» Exercise brief: Transcribe the data exactly. Leave nothing out.

Stored data entries
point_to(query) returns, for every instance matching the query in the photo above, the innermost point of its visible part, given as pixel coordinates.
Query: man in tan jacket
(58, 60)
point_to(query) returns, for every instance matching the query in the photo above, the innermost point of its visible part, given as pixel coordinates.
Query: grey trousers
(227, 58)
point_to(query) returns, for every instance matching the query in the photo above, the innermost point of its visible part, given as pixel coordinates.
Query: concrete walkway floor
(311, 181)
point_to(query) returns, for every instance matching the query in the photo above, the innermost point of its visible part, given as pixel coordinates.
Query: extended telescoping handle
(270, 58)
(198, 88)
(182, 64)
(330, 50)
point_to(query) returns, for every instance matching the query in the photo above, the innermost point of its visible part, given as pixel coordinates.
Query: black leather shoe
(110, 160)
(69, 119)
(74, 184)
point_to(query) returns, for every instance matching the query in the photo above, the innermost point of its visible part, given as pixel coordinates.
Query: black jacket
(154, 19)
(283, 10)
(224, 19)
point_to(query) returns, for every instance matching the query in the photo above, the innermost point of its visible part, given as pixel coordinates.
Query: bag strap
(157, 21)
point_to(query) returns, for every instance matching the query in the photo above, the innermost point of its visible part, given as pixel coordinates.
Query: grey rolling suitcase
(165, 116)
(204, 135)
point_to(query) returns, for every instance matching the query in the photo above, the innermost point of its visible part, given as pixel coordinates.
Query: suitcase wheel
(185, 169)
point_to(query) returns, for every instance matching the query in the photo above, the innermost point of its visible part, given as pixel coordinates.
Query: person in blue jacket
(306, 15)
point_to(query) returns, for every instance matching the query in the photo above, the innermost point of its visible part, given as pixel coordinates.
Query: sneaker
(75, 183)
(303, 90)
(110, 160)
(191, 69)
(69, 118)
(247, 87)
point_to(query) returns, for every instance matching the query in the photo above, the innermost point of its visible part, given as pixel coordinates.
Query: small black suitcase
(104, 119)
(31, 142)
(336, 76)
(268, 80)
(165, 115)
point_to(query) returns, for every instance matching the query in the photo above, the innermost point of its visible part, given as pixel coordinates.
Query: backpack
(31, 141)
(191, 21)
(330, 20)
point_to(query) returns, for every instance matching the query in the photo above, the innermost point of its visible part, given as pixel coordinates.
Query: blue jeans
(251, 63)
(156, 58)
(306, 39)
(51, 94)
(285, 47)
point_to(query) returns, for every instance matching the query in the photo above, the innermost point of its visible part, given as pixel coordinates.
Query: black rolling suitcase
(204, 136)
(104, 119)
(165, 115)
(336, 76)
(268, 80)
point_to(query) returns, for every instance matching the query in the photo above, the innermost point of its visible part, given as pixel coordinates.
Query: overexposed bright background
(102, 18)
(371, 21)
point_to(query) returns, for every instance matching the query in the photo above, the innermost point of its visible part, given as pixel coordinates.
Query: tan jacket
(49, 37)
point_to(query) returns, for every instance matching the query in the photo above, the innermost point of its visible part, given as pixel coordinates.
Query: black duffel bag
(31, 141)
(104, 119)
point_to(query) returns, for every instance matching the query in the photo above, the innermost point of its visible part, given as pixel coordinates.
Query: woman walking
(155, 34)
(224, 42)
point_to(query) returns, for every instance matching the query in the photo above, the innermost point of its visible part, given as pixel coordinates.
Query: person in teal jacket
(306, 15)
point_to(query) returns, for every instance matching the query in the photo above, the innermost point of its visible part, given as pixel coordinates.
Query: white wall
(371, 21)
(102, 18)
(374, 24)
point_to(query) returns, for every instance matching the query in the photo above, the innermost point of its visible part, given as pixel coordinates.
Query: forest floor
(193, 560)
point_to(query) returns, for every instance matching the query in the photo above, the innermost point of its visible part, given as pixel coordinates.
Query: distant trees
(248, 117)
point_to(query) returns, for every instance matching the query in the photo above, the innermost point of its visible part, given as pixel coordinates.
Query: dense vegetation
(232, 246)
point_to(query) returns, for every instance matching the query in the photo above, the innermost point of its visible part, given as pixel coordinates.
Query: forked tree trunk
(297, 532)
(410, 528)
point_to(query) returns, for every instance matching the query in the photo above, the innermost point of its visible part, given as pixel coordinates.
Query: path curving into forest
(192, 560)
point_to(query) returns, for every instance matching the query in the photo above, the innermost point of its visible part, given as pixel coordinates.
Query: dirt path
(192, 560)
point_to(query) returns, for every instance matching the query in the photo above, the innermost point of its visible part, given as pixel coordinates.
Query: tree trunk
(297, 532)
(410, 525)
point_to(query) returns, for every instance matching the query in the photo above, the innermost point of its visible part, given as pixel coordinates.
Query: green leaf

» Task answer:
point_to(query) returns, for every instance matching the query in the photo above, the innermost point of its visible part, given as pixel coordinates.
Query: man in tan jacket
(58, 60)
point_to(query) returns, for every instance matching the query in the photo above, the innermost point of its visible part, given as pixel coordinates.
Query: grey trousers
(227, 58)
point_to(query) returns, for every instance matching the query in the photo above, the innermost point of its visible part, given as pixel coordinates.
Query: concrete walkway floor
(311, 181)
point_to(query) returns, for every instance matching the query in the photo above, the innermost point of its visible part, given as pixel coordinates.
Query: extended telescoping handle
(270, 58)
(198, 88)
(182, 64)
(330, 50)
point_to(query) returns, for every instance matching the query in the photo above, the innermost point of its visible part, given as pixel coordinates.
Query: black leather shoe
(110, 160)
(69, 119)
(74, 184)
point_to(query) returns, for every instance matching the query in the photo above, the innermost point of its visible part, given as pixel coordinates.
Query: black jacket
(154, 19)
(283, 10)
(224, 19)
point_to(query) returns, for every instance matching the query in the photo above, the innermost point of its visible part, given as pixel coordinates.
Query: bag strap
(157, 21)
point_to(query) returns, for every instance matching the query in the photo above, the innermost point of its visible part, given as pixel coordinates.
Query: grey rolling suitcase
(165, 116)
(204, 135)
point_to(query) returns, for every instance matching the query in the photo above, the innermost point of its visible part, given as pixel coordinates.
Query: suitcase wheel
(185, 169)
point_to(query) returns, for every instance matching the query in the photo above, the innermost point of its visible part, given as pixel coordinates.
Query: person in blue jacket
(306, 15)
point_to(query) returns, for every instance matching the query in the photo above, the innermost point of its visible part, given as pixel coordinates.
Query: sneaker
(75, 183)
(303, 90)
(110, 160)
(191, 69)
(69, 118)
(247, 87)
point_to(query) returns, for every instance matching the query in the photo above, the innermost point of its visible part, given as pixel coordinates.
Query: small black suitcase
(104, 119)
(31, 142)
(336, 76)
(268, 80)
(165, 115)
point_to(query) returns, for every instance matching the query in the photo above, the innermost point of its visible part, given as pixel coordinates.
Query: backpack
(31, 141)
(191, 21)
(330, 20)
point_to(query) returns, for every instance matching the query in the photo above, the innermost point of its visible part, given as pixel coordinates.
Query: blue jeans
(251, 63)
(156, 58)
(306, 39)
(51, 94)
(285, 47)
point_to(query) returns, for every instance matching the query in the photo above, the innermost point of its visible part, given as pixel coordinates.
Query: black rolling suitcase
(204, 136)
(104, 119)
(165, 115)
(336, 76)
(268, 80)
point_to(query) returns, for every instance matching the query in the photo above, the innermost point of its visible part, given as pixel coordinates.
Query: overexposed bright background
(102, 18)
(371, 21)
point_to(query) returns, for every instance matching the query in the photo above, the innermost point of its visible part, given as pixel coordinates.
Query: tan jacket
(49, 37)
point_to(query) returns, for every instance matching the query in the photo above, the innermost point of its visible part, given as pixel coordinates.
Query: black duffel bag
(31, 141)
(104, 119)
point_to(query) returns, for every instance matching the query in the photo above, the innermost point of its visible part, given as pixel coordinates.
Query: woman walking
(155, 34)
(224, 42)
point_to(query) returns, for every instance matching the query in the photo above, the innermost point of its visible part, given as pixel coordinates.
Query: person in teal jacket
(306, 15)
point_to(query) returns, for every instance matching the query in the photo above, the innermost point of its visible part, given as pixel coordinates.
Query: white wall
(371, 21)
(102, 18)
(374, 24)
point_to(query) returns, for every instance matching the query in the photo above, the innermost point of its visible part, given as pixel coordinates.
Query: forest floor
(193, 560)
point_to(query) returns, for every instance matching the query in the photo above, the innermost point of its visible part, given as pixel coordinates.
Query: distant trees
(248, 117)
point_to(query) returns, for every instance matching the query in the photo above, the innermost point of its visible part, given as pixel coordinates.
Query: dense vegetation
(232, 246)
point_to(query) returns, for every instance matching the query in the photo above, the innermost point of its visible part, given as pixel coordinates.
Query: forked tree trunk
(297, 532)
(410, 528)
point_to(query) returns, for every instance matching the query in the photo above, the innermost point of its visible part, given as pixel coordinates.
Query: path curving into forest
(192, 560)
point_to(query) returns, for every instance matching the query in the photo above, the innermost point of its visible part, given as pixel coordinates.
Query: dirt path
(192, 560)
point_to(query) returns, for every instance matching the query in the photo above, the innermost point of its visible part, given as pixel coordinates.
Query: tree trunk
(297, 532)
(410, 525)
point_to(query) returns, for every instance matching the query in the photo above, the innermost point of its visible part, given as pixel coordinates.
Query: green leaf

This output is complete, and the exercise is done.